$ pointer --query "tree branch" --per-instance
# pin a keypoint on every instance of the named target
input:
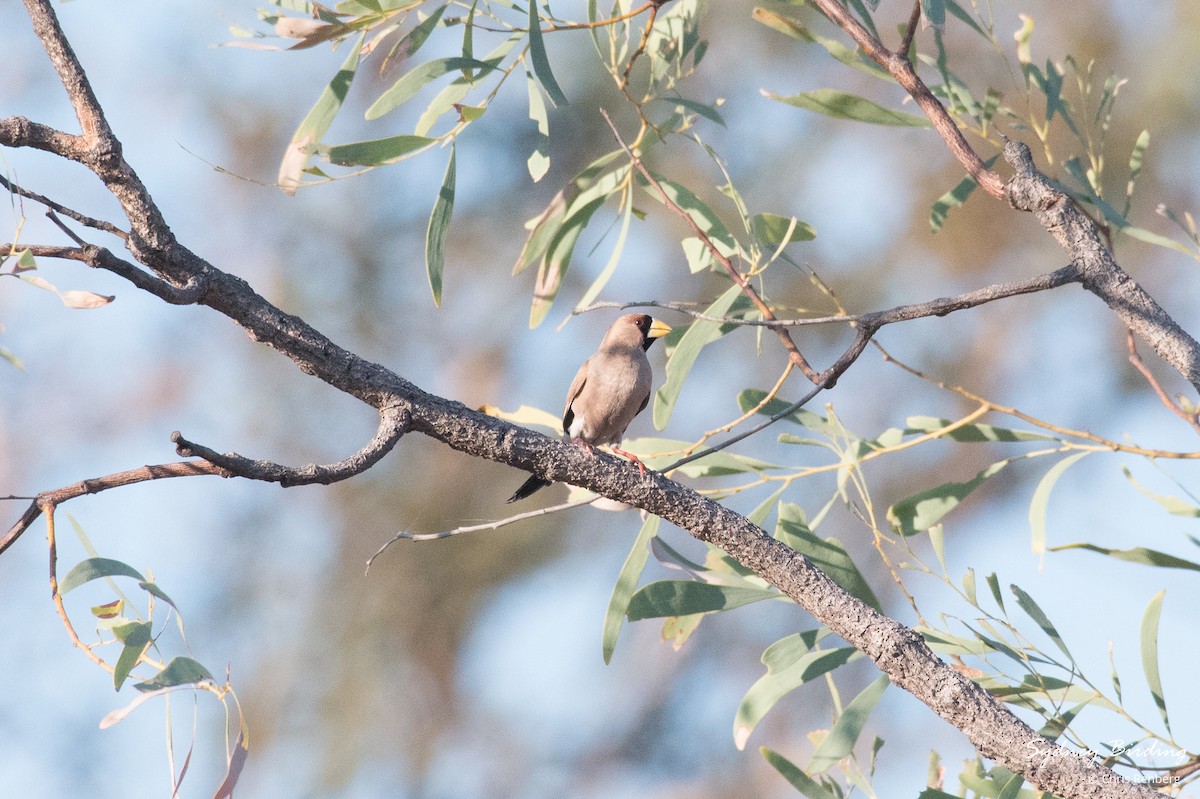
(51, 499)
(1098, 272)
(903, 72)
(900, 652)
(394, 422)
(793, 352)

==========

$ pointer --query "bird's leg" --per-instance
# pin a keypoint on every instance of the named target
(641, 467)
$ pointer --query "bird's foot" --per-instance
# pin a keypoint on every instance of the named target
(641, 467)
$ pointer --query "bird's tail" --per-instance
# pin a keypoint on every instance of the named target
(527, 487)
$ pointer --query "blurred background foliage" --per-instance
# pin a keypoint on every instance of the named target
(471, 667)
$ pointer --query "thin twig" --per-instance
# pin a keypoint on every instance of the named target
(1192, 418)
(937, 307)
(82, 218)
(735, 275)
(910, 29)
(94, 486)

==========

**Exercise directions**
Pull from the data each line where the string "pointer" turns up.

**Response below**
$ pointer --query "tree branch" --per-instance
$ pointer --query "bird's leg" --per-instance
$ pointer --query "bird's foot" --per-instance
$ pointer --query "bird's tail" --per-instance
$ pointer --query "blurred background foliage" --per-instance
$ pointer --query "thin twig" --per-instance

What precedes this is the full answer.